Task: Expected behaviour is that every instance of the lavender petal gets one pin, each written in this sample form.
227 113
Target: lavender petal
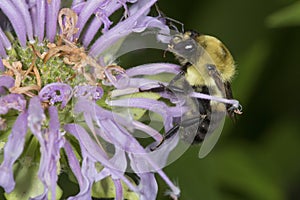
152 69
5 82
122 29
95 25
4 40
148 186
88 9
88 91
40 19
16 20
22 7
12 151
52 9
12 101
56 92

> _GOAL_:
Copy the material above line for line, omitting the picture.

> _RESPONSE TO THE TASK_:
Task: Expected behaviour is that every instance of the lavender petal gets one pin, each written in this sample form.
227 113
Target: lavender petal
152 69
5 82
122 29
95 25
4 40
148 186
88 9
88 91
40 19
16 20
22 7
12 151
52 9
12 101
56 92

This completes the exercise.